> What is required
Recast the items below as one JSON list of strings, with one string per line and blank lines omitted.

>> Start Entries provided

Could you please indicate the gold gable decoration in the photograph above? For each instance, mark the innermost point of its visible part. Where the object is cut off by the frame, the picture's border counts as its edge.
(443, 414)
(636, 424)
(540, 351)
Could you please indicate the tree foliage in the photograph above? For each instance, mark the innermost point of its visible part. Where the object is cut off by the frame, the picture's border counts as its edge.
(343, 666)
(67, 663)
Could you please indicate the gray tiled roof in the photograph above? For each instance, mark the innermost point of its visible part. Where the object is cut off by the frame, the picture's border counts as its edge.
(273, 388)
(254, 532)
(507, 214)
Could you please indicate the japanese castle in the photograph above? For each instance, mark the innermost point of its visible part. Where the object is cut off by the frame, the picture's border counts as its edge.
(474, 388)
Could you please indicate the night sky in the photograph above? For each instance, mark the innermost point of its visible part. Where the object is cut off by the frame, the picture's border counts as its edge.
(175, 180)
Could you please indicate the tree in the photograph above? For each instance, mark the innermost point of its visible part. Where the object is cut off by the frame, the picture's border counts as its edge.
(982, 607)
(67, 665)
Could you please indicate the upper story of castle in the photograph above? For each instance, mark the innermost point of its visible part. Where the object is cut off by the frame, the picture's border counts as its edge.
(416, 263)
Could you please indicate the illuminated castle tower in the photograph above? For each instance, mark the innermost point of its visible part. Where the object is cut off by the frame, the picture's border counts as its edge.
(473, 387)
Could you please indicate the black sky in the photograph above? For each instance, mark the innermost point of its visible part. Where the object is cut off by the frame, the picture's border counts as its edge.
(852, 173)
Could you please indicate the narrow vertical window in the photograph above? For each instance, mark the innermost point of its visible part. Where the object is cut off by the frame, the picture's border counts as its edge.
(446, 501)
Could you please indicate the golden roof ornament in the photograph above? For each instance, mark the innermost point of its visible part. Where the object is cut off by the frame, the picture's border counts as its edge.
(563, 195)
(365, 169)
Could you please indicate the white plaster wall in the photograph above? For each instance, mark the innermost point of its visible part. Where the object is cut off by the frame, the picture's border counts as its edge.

>> End Entries provided

> Solution to the problem
[
  "Could you please indicate the gold gable decoration in the photograph above? For each instance, mark the innermost point of its visible part. Where the object is cut off by the frame, the picture's border counts as its edge.",
  "(443, 414)",
  "(636, 424)",
  "(540, 351)",
  "Could you please indicate the tree foliage in the photograph above? For each instance, mark the innermost point of its visible part. Where the object is cut off by the frame, the picture's border counts as its edge.",
  "(343, 666)",
  "(67, 663)",
  "Could you please indicate the gray tiled roof in the photograph above? For each instance, mark the innermost point of its visible part. Where the object is cut off by the frame, the picture's border counts as its edge.",
  "(273, 388)",
  "(254, 532)",
  "(507, 214)",
  "Could you please indicate the japanese castle in the photograph above? For each instance, mark the innermost point of its visible part. Where the object is cut off by the frame, the picture's border counts as its edge.",
  "(474, 388)",
  "Could you please indicate the night sky in the photograph above? For each instance, mark the innermost point of its visible part. Where the object is cut off by the frame, the picture's border counts as its edge.",
  "(175, 180)",
  "Could you please indicate the tree in the photograph above? For each instance, mark the innermost point of its visible part. Where the object is cut off by the frame, the picture's border counts as its edge.",
  "(982, 607)",
  "(67, 665)",
  "Could you please indicate the upper story of castle in the photograph above? For each instance, mark the innermost point of its visible part. Where the object is cut off by the frame, the picture's border counts as its edge.",
  "(416, 263)",
  "Could you please indicate the illuminated castle tower in the photograph above? For each instance, mark the innermost point of its visible part. Where the object is cut off by the frame, the picture's border counts as its edge.",
  "(473, 387)",
  "Could you please indicate the black sky in the photograph above? For each instance, mark the innermost point of its visible part. Where the object is cut off by the frame, the picture's border counts as its edge.",
  "(852, 173)",
  "Could you please indicate the narrow vertical window in the photograph above? For each instance, mark the innermost point of its visible part. Where the object is cut off by the frame, the picture's border counts as its edge.",
  "(446, 501)",
  "Could you please indicate the golden roof ornament in the photograph above? For each instance, mark the innermost point of its visible part. Where the object is cut off by the frame, the picture's border counts as its edge.",
  "(563, 195)",
  "(365, 169)",
  "Could you please indicate the white plaster wall in the photograph above? For each instance, mark the innermost point of its visible part. Where the object is cut off by the frame, the picture's border counts as its edge."
]